(Supplied information begins)

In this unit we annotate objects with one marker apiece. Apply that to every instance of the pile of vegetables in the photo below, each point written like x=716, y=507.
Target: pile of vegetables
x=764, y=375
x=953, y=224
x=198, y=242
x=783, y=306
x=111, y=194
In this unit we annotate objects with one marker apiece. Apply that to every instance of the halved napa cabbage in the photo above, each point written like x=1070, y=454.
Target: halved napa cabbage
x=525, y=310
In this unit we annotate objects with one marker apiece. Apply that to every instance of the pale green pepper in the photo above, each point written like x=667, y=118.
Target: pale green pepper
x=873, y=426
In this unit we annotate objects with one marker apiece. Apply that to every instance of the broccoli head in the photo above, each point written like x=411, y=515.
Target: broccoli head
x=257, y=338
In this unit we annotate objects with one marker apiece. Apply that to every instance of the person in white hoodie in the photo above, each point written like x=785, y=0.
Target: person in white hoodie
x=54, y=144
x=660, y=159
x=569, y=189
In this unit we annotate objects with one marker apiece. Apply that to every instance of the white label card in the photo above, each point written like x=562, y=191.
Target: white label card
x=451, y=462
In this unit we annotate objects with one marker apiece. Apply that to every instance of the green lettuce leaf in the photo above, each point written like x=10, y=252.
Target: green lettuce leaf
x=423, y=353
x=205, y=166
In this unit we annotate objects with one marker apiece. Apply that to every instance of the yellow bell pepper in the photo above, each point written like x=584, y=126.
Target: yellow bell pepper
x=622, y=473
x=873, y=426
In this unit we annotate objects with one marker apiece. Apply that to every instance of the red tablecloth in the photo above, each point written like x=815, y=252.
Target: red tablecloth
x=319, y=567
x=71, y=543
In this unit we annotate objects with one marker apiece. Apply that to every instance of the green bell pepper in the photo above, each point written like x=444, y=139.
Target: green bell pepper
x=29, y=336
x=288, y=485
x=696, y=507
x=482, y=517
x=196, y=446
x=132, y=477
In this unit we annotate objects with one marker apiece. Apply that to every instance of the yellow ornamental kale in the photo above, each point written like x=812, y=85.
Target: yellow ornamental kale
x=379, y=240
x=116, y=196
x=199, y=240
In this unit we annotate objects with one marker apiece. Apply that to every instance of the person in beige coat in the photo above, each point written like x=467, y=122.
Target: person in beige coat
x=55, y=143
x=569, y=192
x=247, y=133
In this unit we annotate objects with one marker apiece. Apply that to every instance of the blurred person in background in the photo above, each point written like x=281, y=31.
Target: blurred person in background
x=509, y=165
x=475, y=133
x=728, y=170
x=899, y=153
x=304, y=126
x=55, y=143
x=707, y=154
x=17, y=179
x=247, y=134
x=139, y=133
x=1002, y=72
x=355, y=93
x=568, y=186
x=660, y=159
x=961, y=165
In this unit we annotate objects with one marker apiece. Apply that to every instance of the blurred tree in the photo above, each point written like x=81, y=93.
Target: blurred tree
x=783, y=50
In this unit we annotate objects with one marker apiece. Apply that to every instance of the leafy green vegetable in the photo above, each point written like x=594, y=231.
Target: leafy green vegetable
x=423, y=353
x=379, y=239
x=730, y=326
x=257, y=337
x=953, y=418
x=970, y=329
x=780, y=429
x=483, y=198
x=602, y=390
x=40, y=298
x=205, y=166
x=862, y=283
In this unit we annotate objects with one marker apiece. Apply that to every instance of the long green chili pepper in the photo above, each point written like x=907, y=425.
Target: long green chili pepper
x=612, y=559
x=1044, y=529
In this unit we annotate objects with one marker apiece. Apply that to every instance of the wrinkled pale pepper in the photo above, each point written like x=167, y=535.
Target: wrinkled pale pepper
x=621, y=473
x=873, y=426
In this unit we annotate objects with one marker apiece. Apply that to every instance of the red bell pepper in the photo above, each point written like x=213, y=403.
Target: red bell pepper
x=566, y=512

(Supplied information ends)

- **What is required**: Copy out the material in full, exactly as it reads.

- **Response to this exercise**:
In this unit we annotate objects with one marker apiece. Apply that to every instance of the pile of vegetables in the photo below, each point written like x=716, y=507.
Target: pile of vegetables
x=764, y=375
x=953, y=224
x=198, y=242
x=783, y=306
x=111, y=194
In this unit we annotate objects with one marker apiece. Apply that to every instance of the halved napa cabbage in the photo above, each point written like x=1070, y=454.
Target: halved napa cabbage
x=525, y=310
In this unit we annotate objects with one marker apiece. Apply that to every instance of the pale green pepper in the photo above, each point written like x=667, y=118.
Target: pale green pepper
x=873, y=426
In this unit we annotate objects with one marker apiece. Apply that to every instance of the broccoli head in the photo above, each point written like x=411, y=515.
Target: broccoli head
x=257, y=338
In this unit we annotate objects with one marker apiece. Apply that to every instance of the person in white hoodie in the photo above, each point written like x=785, y=0.
Target: person in white hoodie
x=54, y=144
x=660, y=159
x=569, y=189
In this unit we annotate objects with one marker apiece. Apply that to every instance of the white label card in the photo above, each point written like x=562, y=191.
Target: white label card
x=451, y=462
In this unit we annotate objects with one marker apiece. Apply that to every instance of the green lettuce leaf in the photo above, each point written like x=10, y=252.
Target: green lettuce leaf
x=423, y=353
x=205, y=166
In this unit we annotate objects with one marker apiece. Apply that to every instance of the yellow bell pepper in the photo above, each point written like x=584, y=126.
Target: yellow bell pepper
x=622, y=473
x=873, y=426
In this unit we annotate objects with one marker apiece. Apply that to every instance of the red tablecloth in the photo above, each point written like x=815, y=252.
Target: red tablecloth
x=319, y=567
x=71, y=543
In this unit we annotate objects with one marker apiece. Apply that to every instance of the green bell pepper in the photo above, each point written like x=444, y=139.
Target: green bell pepper
x=29, y=336
x=288, y=485
x=696, y=507
x=482, y=517
x=196, y=446
x=132, y=477
In this unit we annotate objects with one marker apiece. Apply that to every instance of the yellow ornamental kale in the photo above, each point written like x=812, y=85.
Target: yellow ornamental kale
x=379, y=240
x=116, y=196
x=199, y=240
In this unit we annotate objects with one marker apiece. Apply that to every instance of the person in beige coat in the photo above, each point written like x=467, y=122.
Target: person in beige coat
x=55, y=143
x=569, y=192
x=247, y=133
In this unit we annotate objects with one marker apiece. Apply that to every instance of the blurred person in background in the photo above, each point written like x=281, y=31.
Target: blurred person in background
x=509, y=165
x=475, y=133
x=728, y=170
x=899, y=153
x=304, y=126
x=55, y=143
x=707, y=154
x=17, y=179
x=247, y=134
x=139, y=133
x=1002, y=72
x=355, y=93
x=568, y=186
x=660, y=159
x=961, y=165
In this unit we annotate objects with one marker apiece. Apply that to every instance of the blurred tree in the photo above, each point written like x=81, y=93.
Target: blurred tree
x=783, y=50
In this unit we annotate objects with one marker apiece. Apply that to every instance of the leafy green vegetable in the photo above, each point written like x=594, y=231.
Target: leafy green vegetable
x=423, y=353
x=379, y=239
x=730, y=326
x=257, y=337
x=953, y=418
x=970, y=329
x=780, y=429
x=483, y=198
x=602, y=390
x=40, y=298
x=205, y=166
x=862, y=283
In this unit we annotate objects with one marker apiece. Apply that to every instance of the long green chili pepper in the photo above, each point written like x=907, y=425.
Target: long green chili pepper
x=612, y=559
x=1044, y=529
In this unit we annotate objects with one marker apiece. Apply that to every instance of the wrinkled pale pepper in the photo above, each point written like x=167, y=535.
Target: wrinkled pale pepper
x=621, y=473
x=873, y=426
In this unit we annotate objects with one marker apiece. Apply that to every instance of the red bell pepper in the photo above, each point written like x=213, y=403.
Target: red bell pepper
x=566, y=512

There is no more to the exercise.